* _Work to be completed_
Set down the data below once more, precisely as it reads.

Referring expression grounding data

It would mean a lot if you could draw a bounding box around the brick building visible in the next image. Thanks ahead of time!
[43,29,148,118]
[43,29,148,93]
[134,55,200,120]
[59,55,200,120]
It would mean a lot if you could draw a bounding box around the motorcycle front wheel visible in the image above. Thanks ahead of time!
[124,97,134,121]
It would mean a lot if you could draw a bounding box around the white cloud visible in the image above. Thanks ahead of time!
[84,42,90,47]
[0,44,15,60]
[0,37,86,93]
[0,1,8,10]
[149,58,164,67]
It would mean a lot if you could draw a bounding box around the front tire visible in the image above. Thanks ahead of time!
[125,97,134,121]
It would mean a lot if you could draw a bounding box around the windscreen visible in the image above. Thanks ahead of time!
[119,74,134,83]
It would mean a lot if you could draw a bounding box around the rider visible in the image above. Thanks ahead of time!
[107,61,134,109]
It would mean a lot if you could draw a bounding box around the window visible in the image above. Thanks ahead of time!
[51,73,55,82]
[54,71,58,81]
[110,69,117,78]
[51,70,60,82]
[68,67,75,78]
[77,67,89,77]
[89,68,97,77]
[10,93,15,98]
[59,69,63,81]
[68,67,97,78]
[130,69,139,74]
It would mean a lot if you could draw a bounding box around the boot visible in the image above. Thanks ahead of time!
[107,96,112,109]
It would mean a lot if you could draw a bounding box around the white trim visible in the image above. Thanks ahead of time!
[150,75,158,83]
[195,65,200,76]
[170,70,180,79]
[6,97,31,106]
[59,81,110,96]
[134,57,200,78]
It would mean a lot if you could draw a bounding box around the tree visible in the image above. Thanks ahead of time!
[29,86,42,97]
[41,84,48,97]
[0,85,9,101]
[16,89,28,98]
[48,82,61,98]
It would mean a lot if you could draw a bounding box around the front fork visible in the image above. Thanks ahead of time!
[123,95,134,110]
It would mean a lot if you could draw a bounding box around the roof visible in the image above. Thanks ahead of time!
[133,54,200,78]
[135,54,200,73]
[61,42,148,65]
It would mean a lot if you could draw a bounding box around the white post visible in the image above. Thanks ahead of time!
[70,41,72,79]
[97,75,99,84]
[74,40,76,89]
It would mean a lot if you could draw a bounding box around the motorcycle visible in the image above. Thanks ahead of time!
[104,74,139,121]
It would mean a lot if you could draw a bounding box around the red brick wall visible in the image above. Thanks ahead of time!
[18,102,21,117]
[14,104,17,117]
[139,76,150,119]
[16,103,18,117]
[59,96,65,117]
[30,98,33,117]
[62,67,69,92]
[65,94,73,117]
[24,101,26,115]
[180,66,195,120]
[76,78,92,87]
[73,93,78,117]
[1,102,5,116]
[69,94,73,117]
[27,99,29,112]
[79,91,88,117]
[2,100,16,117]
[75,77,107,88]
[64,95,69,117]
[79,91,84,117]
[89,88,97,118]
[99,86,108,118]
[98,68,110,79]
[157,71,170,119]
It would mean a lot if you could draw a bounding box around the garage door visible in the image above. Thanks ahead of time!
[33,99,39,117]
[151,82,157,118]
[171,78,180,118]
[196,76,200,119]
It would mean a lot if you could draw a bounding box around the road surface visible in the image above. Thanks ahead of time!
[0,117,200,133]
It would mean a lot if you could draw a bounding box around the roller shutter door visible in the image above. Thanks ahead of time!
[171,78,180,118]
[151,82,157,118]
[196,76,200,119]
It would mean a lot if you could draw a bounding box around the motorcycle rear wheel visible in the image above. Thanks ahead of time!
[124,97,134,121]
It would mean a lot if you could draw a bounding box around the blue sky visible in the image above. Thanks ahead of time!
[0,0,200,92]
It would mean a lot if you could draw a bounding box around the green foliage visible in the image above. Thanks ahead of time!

* _Written answer_
It would mean a lot if you could draw a bounding box around the brick building visible in the next image. Thanks ahead of time!
[43,29,148,118]
[43,29,148,93]
[134,55,200,120]
[59,55,200,120]
It would mean a lot if you could draw a bounding box around the motorcycle front wheel visible in the image above. Thanks ahead of time!
[124,97,134,121]
It would mean a lot if you could draw a bounding box around the white cloud visible in the image above. Thanks ahead of time!
[84,42,90,47]
[0,44,15,60]
[0,37,86,93]
[0,1,8,10]
[149,58,164,67]
It would mean a lot if you could draw a bounding box around the front tire visible in the image above. Thanks ahead of time!
[125,97,134,121]
It would mean a lot if you could draw a bounding box around the windscreen visible in the image above. Thanks ahead of time!
[119,74,134,83]
It would mean a lot if you could draw a bounding box around the rider visible in the image above. Thanks ahead of time!
[107,61,134,109]
It would mean a lot if you could draw a bounding box around the window visible in the image above. Thanks ahead of time!
[51,73,55,82]
[54,71,58,81]
[110,69,117,78]
[51,70,60,82]
[68,67,75,78]
[77,67,89,77]
[89,68,97,77]
[10,93,15,98]
[59,69,63,81]
[68,67,97,78]
[130,69,139,74]
It would mean a lot if you could draw a bounding box around the boot visible in the image above. Thanks ahead of time!
[107,96,112,109]
It would mean a lot if you could draw a bounding box around the white trim visible in the image above. Thanks ahead of time!
[150,75,158,83]
[195,65,200,76]
[170,70,180,79]
[6,97,31,106]
[59,81,110,96]
[134,57,200,78]
It would mean a lot if you could draw a bounding box around the tree visible in the image above. Thanks ahead of time!
[29,86,42,97]
[41,84,48,97]
[0,85,9,101]
[16,89,28,98]
[48,82,61,98]
It would mean a lot if you could draw a bounding box around the front fork visible in the image above. Thanks ahead of time!
[123,95,134,110]
It would mean a lot if you could draw a bounding box around the roof visible in the image above. Thanks ahead of time!
[133,54,200,78]
[135,54,200,73]
[61,42,148,65]
It would mean a lot if you could draw a bounding box around the white post visible in the image above. Thanks ahead of time!
[70,41,72,79]
[97,75,99,84]
[74,40,76,89]
It would mean a lot if you could draw a bounding box around the motorcycle visible in the image above. Thanks ahead of time!
[104,74,139,121]
It would mean a lot if you could draw a bounding box around the red brick wall visible in the image above. Thanks ahead of time!
[18,102,21,117]
[14,104,17,117]
[139,76,150,119]
[16,103,18,117]
[59,96,65,117]
[30,98,33,117]
[62,67,69,92]
[65,94,73,117]
[24,101,26,115]
[180,66,195,120]
[76,78,92,87]
[73,93,78,117]
[1,102,5,116]
[69,94,73,117]
[27,99,29,112]
[79,91,88,117]
[2,100,16,117]
[75,77,107,88]
[64,95,69,117]
[79,91,84,117]
[89,88,97,118]
[99,86,108,118]
[98,68,110,79]
[157,71,170,119]
It would mean a lot if you could draw a bounding box around the garage door visible in the image above. Thanks ahead of time!
[33,99,39,117]
[151,82,157,118]
[171,78,180,118]
[196,76,200,119]
It would mean a lot if you could draw a bounding box around the road surface visible in the image above. Thanks ahead of time!
[0,117,200,133]
It would mean a lot if you could draw a bounding box around the roller shutter door visible in the image above. Thanks ahead of time!
[171,78,180,118]
[151,82,157,118]
[196,76,200,119]
It would mean a lot if you could draw a bounding box around the motorcycle rear wheel visible in the image above. Thanks ahead of time!
[124,97,134,121]
It would mean a lot if you could draw a bounding box around the blue sky visible in the image above. Thanks ahead of time!
[0,0,200,92]
It would mean a lot if you could draw a bounding box around the green foliage visible in the image above. Thanks ahead of time!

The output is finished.